» **Your task**
Go to the line that contains "Objective: a point on each instance of the white building" and extract it along with every line after it, exactly, through the end of the data below.

--*--

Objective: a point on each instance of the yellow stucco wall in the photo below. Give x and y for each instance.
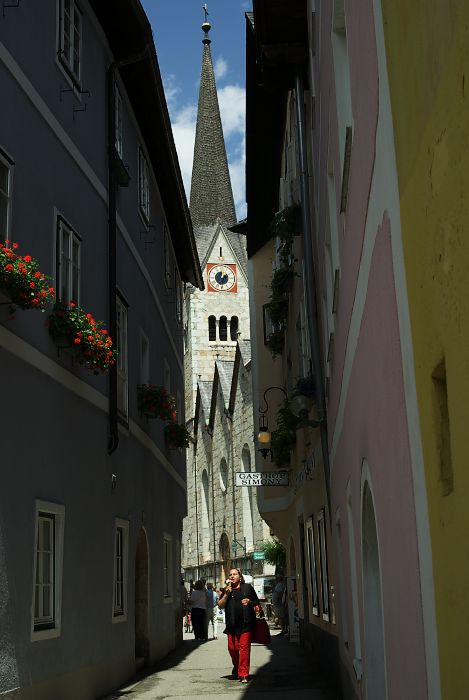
(427, 46)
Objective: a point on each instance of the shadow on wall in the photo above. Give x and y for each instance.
(9, 676)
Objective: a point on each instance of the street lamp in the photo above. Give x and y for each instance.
(264, 435)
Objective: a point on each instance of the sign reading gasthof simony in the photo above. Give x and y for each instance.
(262, 479)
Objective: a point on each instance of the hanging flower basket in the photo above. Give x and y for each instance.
(176, 436)
(156, 402)
(84, 337)
(22, 281)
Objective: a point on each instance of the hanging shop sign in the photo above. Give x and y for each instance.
(262, 479)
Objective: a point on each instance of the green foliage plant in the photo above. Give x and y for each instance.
(86, 338)
(275, 554)
(156, 402)
(22, 281)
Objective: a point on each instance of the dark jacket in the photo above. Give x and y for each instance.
(240, 618)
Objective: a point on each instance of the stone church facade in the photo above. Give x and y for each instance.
(223, 527)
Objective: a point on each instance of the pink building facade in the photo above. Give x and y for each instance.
(379, 529)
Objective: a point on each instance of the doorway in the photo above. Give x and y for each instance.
(142, 645)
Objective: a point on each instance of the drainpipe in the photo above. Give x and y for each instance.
(310, 282)
(235, 534)
(196, 510)
(213, 505)
(113, 438)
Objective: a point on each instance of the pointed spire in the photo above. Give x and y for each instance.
(211, 194)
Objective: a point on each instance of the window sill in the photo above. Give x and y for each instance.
(39, 635)
(116, 619)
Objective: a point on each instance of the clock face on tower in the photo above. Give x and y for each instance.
(221, 278)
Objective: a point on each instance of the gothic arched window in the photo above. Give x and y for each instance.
(234, 328)
(222, 328)
(212, 328)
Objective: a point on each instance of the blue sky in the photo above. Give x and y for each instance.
(178, 39)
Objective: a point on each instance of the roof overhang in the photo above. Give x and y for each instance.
(276, 45)
(129, 33)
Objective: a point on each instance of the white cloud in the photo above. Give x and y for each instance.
(220, 68)
(232, 108)
(183, 123)
(171, 91)
(232, 100)
(237, 163)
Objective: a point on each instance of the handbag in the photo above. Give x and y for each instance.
(261, 632)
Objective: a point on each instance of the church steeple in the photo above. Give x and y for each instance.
(211, 194)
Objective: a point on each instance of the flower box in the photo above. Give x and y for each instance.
(156, 402)
(24, 285)
(83, 336)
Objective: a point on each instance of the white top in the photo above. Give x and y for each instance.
(199, 599)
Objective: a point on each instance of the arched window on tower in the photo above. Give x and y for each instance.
(212, 328)
(222, 328)
(234, 328)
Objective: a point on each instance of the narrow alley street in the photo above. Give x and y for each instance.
(202, 670)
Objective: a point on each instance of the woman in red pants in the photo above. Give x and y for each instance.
(239, 601)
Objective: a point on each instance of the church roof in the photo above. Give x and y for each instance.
(205, 238)
(245, 350)
(211, 197)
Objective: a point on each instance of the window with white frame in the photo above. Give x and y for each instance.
(312, 572)
(5, 197)
(166, 376)
(323, 564)
(144, 358)
(167, 568)
(47, 589)
(143, 186)
(68, 262)
(168, 254)
(122, 355)
(119, 607)
(118, 120)
(70, 36)
(178, 285)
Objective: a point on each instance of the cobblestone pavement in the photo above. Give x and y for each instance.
(201, 670)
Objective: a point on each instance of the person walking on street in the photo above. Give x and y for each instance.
(212, 610)
(198, 605)
(239, 600)
(184, 597)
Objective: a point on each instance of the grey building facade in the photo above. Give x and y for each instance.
(92, 499)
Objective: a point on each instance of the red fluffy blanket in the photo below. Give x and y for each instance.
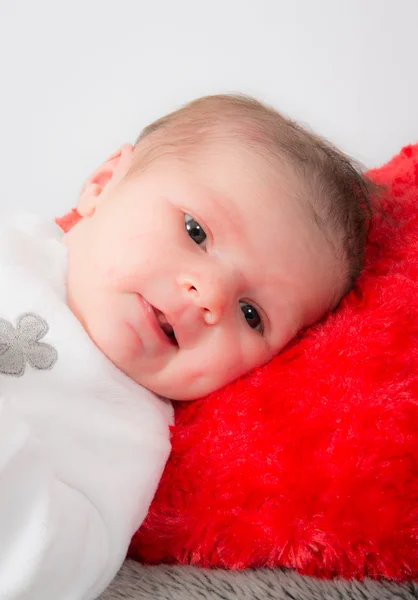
(311, 462)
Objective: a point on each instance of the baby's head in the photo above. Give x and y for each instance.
(206, 247)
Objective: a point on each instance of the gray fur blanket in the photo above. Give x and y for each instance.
(136, 582)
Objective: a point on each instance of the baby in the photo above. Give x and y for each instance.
(200, 253)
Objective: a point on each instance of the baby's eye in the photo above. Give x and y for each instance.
(251, 316)
(194, 230)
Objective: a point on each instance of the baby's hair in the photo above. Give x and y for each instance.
(334, 187)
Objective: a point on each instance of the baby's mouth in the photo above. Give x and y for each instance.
(165, 325)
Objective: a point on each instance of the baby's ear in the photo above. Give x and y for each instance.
(107, 175)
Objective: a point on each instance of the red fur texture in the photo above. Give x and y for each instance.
(311, 462)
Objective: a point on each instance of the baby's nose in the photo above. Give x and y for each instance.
(208, 291)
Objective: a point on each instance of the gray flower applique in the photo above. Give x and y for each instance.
(21, 344)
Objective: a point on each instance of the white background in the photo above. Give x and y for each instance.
(80, 77)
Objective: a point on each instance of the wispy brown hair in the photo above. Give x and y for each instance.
(338, 194)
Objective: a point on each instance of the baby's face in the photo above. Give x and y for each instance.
(188, 276)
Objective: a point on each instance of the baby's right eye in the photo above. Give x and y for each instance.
(195, 231)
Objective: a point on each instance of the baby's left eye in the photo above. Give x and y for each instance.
(195, 231)
(251, 316)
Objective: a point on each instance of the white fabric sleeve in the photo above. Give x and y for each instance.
(53, 542)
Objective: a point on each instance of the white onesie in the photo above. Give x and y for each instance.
(82, 447)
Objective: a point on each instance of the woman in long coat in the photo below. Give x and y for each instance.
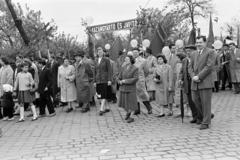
(163, 82)
(150, 61)
(84, 79)
(6, 76)
(66, 77)
(127, 79)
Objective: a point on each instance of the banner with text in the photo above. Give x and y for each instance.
(121, 25)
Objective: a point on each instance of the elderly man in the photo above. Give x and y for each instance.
(200, 70)
(142, 93)
(235, 67)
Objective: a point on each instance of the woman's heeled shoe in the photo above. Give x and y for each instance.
(127, 116)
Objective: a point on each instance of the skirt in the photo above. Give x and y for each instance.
(26, 96)
(102, 90)
(128, 101)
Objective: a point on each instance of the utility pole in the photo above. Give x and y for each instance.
(18, 22)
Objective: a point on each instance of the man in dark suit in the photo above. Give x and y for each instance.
(186, 81)
(54, 63)
(44, 90)
(200, 69)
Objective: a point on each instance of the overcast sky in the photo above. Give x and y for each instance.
(67, 14)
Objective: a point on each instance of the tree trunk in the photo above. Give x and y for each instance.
(18, 22)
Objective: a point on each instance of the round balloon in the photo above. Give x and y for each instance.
(134, 43)
(107, 46)
(146, 43)
(179, 43)
(217, 44)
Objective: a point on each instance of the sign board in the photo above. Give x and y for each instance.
(121, 25)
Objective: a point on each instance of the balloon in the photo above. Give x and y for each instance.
(217, 44)
(134, 43)
(166, 52)
(107, 46)
(146, 43)
(179, 43)
(130, 53)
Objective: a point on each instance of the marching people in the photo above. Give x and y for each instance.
(225, 75)
(84, 78)
(25, 90)
(173, 63)
(148, 71)
(103, 79)
(127, 80)
(200, 69)
(44, 90)
(65, 80)
(6, 77)
(186, 81)
(235, 67)
(142, 93)
(216, 68)
(163, 83)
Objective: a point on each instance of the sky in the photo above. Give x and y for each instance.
(67, 14)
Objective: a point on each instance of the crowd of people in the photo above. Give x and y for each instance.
(135, 77)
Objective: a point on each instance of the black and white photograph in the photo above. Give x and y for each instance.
(119, 80)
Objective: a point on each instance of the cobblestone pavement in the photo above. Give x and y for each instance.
(78, 136)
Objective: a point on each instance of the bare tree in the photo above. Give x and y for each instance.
(193, 8)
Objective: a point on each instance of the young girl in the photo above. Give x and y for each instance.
(24, 85)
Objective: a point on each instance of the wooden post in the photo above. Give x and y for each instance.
(18, 22)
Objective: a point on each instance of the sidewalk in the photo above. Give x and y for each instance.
(79, 136)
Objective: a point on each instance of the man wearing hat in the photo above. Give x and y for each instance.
(235, 67)
(224, 68)
(200, 70)
(84, 77)
(186, 81)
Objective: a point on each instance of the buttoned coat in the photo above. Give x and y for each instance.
(235, 65)
(84, 77)
(103, 71)
(201, 65)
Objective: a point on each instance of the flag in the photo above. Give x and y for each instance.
(116, 47)
(210, 39)
(238, 36)
(157, 43)
(192, 37)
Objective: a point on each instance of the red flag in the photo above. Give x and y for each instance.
(158, 40)
(192, 37)
(210, 40)
(116, 47)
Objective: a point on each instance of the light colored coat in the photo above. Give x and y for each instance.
(201, 65)
(149, 69)
(6, 77)
(66, 77)
(142, 93)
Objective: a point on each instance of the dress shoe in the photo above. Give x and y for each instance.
(136, 112)
(212, 116)
(127, 116)
(204, 126)
(101, 113)
(41, 115)
(69, 110)
(52, 114)
(107, 110)
(150, 111)
(160, 116)
(193, 121)
(198, 122)
(130, 120)
(170, 114)
(20, 120)
(85, 110)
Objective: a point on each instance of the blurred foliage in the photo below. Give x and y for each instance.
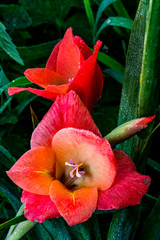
(29, 29)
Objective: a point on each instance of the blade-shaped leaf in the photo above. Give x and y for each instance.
(110, 62)
(8, 46)
(103, 5)
(116, 21)
(139, 96)
(12, 221)
(122, 224)
(57, 229)
(14, 16)
(89, 12)
(150, 230)
(88, 230)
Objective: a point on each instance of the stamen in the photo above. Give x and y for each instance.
(75, 171)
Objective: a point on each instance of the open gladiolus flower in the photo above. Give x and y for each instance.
(70, 170)
(71, 66)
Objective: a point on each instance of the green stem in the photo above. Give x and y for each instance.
(21, 230)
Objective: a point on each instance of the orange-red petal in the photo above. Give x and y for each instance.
(69, 57)
(38, 208)
(88, 82)
(50, 92)
(84, 49)
(128, 188)
(75, 207)
(52, 60)
(34, 171)
(44, 77)
(93, 152)
(67, 111)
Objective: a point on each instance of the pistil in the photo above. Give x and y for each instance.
(76, 172)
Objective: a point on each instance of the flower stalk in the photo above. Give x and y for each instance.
(127, 130)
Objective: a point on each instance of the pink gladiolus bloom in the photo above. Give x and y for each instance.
(71, 170)
(71, 66)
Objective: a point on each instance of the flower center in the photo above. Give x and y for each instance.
(76, 172)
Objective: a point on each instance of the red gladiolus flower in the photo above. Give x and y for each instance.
(71, 66)
(70, 170)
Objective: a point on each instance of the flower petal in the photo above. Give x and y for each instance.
(128, 188)
(69, 57)
(38, 208)
(67, 111)
(84, 49)
(75, 207)
(44, 77)
(50, 92)
(52, 61)
(95, 153)
(88, 82)
(34, 171)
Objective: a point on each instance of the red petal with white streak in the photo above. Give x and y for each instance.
(67, 111)
(38, 208)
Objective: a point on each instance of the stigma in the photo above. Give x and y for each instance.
(76, 171)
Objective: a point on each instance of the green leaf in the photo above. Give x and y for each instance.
(139, 98)
(150, 230)
(123, 223)
(88, 230)
(118, 76)
(8, 46)
(14, 17)
(53, 12)
(12, 221)
(120, 9)
(7, 159)
(110, 62)
(141, 75)
(89, 12)
(116, 21)
(57, 229)
(18, 82)
(103, 5)
(153, 164)
(5, 104)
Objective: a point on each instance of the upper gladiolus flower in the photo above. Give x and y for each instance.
(70, 170)
(71, 66)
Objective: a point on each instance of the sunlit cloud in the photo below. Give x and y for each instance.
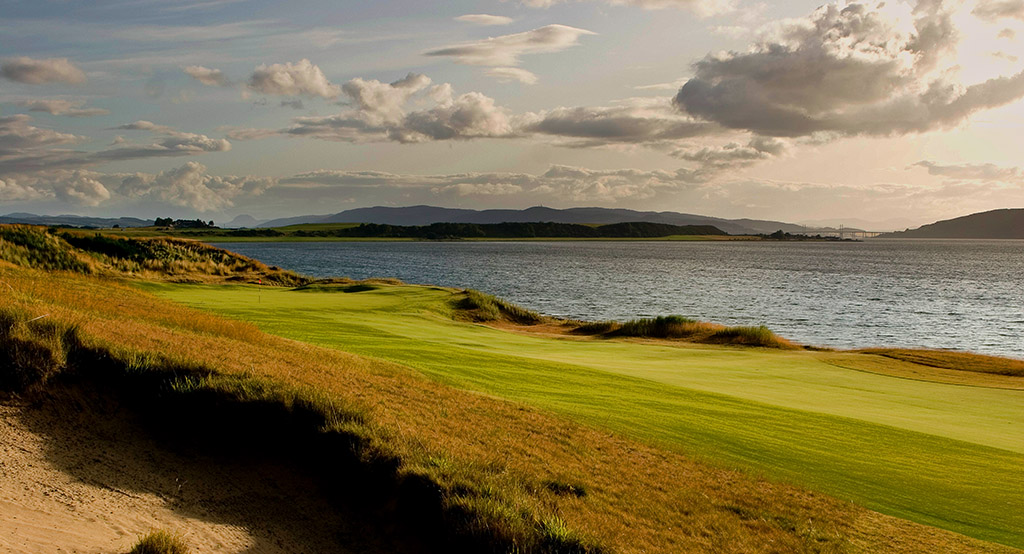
(72, 109)
(484, 19)
(299, 79)
(844, 71)
(699, 7)
(507, 49)
(39, 72)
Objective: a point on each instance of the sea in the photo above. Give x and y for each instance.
(961, 295)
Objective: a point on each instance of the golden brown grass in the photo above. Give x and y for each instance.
(683, 329)
(160, 542)
(946, 359)
(161, 258)
(638, 498)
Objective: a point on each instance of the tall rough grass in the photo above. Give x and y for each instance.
(484, 307)
(176, 259)
(451, 503)
(160, 542)
(679, 328)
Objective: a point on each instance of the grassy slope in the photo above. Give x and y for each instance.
(937, 454)
(509, 465)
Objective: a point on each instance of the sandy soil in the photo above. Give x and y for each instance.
(92, 481)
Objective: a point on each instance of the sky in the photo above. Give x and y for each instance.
(884, 115)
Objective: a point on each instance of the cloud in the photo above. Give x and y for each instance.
(26, 148)
(991, 10)
(384, 100)
(506, 50)
(12, 190)
(142, 125)
(190, 186)
(81, 188)
(16, 135)
(484, 19)
(843, 71)
(704, 8)
(62, 108)
(243, 133)
(207, 76)
(979, 172)
(733, 154)
(508, 75)
(382, 113)
(300, 79)
(638, 121)
(38, 72)
(560, 182)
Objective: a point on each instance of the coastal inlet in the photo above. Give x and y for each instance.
(963, 295)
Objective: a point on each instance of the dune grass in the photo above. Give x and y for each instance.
(477, 473)
(156, 257)
(479, 306)
(677, 327)
(160, 542)
(893, 444)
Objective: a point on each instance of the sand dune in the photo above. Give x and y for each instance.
(90, 480)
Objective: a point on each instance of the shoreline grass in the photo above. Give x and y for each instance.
(504, 469)
(719, 402)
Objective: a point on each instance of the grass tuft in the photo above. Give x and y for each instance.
(484, 307)
(160, 542)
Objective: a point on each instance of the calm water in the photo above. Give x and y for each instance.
(966, 295)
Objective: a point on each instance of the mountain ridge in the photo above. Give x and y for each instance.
(425, 215)
(1003, 223)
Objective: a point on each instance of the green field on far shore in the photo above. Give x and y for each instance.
(942, 455)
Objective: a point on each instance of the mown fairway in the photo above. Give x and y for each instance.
(942, 455)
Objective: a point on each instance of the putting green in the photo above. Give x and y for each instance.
(942, 455)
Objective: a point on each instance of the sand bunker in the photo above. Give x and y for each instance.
(85, 478)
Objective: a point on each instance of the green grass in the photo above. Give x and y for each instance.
(942, 455)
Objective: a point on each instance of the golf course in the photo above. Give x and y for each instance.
(940, 454)
(166, 388)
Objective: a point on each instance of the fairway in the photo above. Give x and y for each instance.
(942, 455)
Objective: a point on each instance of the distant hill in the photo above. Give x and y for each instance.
(425, 215)
(75, 220)
(1007, 223)
(243, 221)
(637, 229)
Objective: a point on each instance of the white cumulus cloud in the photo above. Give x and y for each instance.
(38, 72)
(299, 79)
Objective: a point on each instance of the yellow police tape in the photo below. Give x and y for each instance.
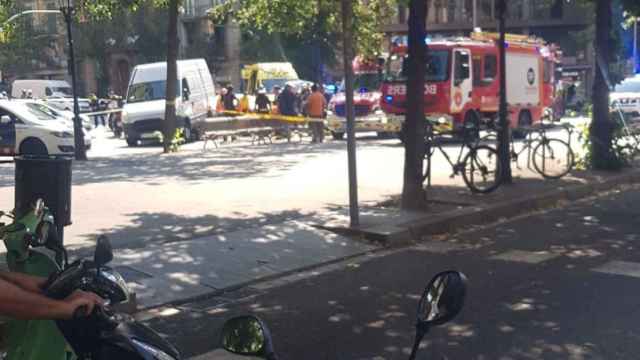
(263, 116)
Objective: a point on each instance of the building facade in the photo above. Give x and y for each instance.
(52, 63)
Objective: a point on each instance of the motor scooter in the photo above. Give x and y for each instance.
(34, 248)
(441, 301)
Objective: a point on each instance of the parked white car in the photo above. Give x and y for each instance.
(64, 115)
(626, 96)
(25, 130)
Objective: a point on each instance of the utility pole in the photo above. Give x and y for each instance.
(636, 62)
(68, 12)
(347, 26)
(504, 132)
(475, 15)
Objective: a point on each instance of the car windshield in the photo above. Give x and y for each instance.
(43, 108)
(61, 91)
(34, 112)
(437, 65)
(149, 91)
(628, 86)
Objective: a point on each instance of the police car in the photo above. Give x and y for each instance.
(26, 130)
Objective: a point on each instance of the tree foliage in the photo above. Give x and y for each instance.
(314, 21)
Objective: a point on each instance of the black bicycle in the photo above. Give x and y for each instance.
(479, 164)
(550, 157)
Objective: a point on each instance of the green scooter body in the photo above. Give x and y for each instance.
(31, 339)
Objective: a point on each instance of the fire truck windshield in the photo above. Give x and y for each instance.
(437, 65)
(365, 81)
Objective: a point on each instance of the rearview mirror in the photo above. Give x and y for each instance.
(443, 298)
(247, 335)
(104, 251)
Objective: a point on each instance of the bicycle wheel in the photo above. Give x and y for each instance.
(552, 158)
(482, 170)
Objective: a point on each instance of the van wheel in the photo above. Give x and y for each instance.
(33, 147)
(524, 120)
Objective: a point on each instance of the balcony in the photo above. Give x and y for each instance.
(195, 9)
(456, 16)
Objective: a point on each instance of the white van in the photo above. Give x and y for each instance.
(143, 112)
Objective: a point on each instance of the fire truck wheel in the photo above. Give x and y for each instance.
(471, 125)
(337, 135)
(524, 120)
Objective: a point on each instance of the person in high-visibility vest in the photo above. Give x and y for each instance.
(243, 104)
(220, 102)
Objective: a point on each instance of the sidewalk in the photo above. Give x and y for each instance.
(175, 272)
(178, 272)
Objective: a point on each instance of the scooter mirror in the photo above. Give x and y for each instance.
(443, 298)
(246, 335)
(104, 252)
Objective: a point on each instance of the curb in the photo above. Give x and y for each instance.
(412, 232)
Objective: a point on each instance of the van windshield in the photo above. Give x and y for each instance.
(59, 91)
(437, 66)
(269, 84)
(149, 91)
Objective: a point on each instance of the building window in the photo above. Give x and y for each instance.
(486, 10)
(515, 10)
(52, 20)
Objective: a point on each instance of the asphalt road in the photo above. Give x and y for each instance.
(563, 284)
(137, 196)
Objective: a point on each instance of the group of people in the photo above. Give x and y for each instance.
(309, 102)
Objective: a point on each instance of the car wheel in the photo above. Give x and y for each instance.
(33, 147)
(132, 142)
(524, 120)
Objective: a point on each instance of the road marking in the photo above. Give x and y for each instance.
(529, 257)
(623, 268)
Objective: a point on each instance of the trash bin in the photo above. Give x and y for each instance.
(47, 178)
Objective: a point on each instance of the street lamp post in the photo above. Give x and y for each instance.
(68, 12)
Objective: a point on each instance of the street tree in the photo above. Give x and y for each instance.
(601, 128)
(413, 193)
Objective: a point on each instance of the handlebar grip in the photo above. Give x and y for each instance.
(80, 312)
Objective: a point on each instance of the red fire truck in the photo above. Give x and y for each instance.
(462, 79)
(366, 99)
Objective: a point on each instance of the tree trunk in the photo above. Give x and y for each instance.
(172, 77)
(504, 138)
(601, 129)
(413, 193)
(347, 33)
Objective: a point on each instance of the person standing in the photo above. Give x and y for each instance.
(287, 102)
(316, 106)
(263, 105)
(230, 100)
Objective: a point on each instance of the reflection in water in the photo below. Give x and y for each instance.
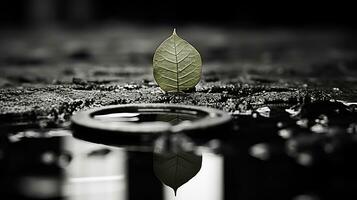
(173, 164)
(96, 172)
(147, 116)
(180, 164)
(207, 184)
(43, 166)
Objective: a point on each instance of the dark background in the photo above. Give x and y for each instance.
(232, 13)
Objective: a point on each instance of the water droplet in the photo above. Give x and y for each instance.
(285, 133)
(48, 157)
(264, 111)
(260, 151)
(305, 159)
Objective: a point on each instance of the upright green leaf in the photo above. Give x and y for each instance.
(177, 65)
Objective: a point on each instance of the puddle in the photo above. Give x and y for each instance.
(307, 150)
(172, 118)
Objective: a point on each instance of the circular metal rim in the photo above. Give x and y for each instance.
(214, 118)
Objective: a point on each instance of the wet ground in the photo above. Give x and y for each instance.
(291, 94)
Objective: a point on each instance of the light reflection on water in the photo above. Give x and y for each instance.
(207, 184)
(85, 170)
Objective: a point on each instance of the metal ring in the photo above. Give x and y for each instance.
(208, 121)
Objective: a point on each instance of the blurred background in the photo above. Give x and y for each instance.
(230, 13)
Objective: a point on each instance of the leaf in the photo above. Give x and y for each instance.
(177, 65)
(175, 169)
(173, 165)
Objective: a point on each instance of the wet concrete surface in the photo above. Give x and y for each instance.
(292, 95)
(49, 74)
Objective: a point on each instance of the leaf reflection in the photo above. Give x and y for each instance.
(175, 163)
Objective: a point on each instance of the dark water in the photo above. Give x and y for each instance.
(172, 118)
(305, 152)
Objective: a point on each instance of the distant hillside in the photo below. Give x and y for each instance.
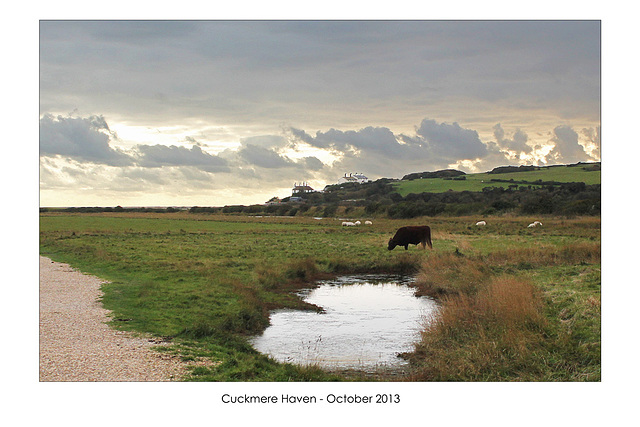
(504, 176)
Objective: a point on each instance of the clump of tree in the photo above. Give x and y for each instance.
(445, 173)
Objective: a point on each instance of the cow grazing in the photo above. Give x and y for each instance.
(411, 235)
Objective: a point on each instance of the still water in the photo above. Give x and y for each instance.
(367, 321)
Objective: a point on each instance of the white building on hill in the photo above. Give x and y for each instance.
(353, 177)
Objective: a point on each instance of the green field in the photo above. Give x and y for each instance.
(477, 181)
(205, 282)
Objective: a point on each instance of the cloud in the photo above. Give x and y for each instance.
(450, 141)
(86, 139)
(161, 155)
(264, 157)
(566, 147)
(517, 143)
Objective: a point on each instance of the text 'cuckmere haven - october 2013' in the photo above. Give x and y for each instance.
(330, 398)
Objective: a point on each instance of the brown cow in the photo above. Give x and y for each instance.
(411, 235)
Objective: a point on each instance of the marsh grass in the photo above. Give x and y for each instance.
(208, 281)
(496, 324)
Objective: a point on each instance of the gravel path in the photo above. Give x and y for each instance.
(77, 345)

--*--

» **Expected answer**
Objective: a point on each instance of the white building on hill in the photo above. Give x and y for each instance.
(353, 177)
Objective: a point on each instance of the green field in the photo above. Give x and y for each instance.
(477, 181)
(205, 282)
Objective: a point on each instance of the cloud in the photo above. Give x and y for each instance.
(450, 141)
(86, 139)
(161, 155)
(264, 157)
(566, 147)
(517, 143)
Objective: a point on each instance of the text 'cuckmere haven - october 2013' in the photo above. Give x and y for each instance.
(330, 398)
Objective: a point on each instance of the brown cow in the photo above. Give x and y for each instance.
(411, 235)
Objective: a point on each instance of the marsh grass in the photo above. Give x and y for each instance.
(208, 281)
(496, 324)
Objective: a point on each instance of the gravel path in the photo above. Give x and y for each instance.
(77, 345)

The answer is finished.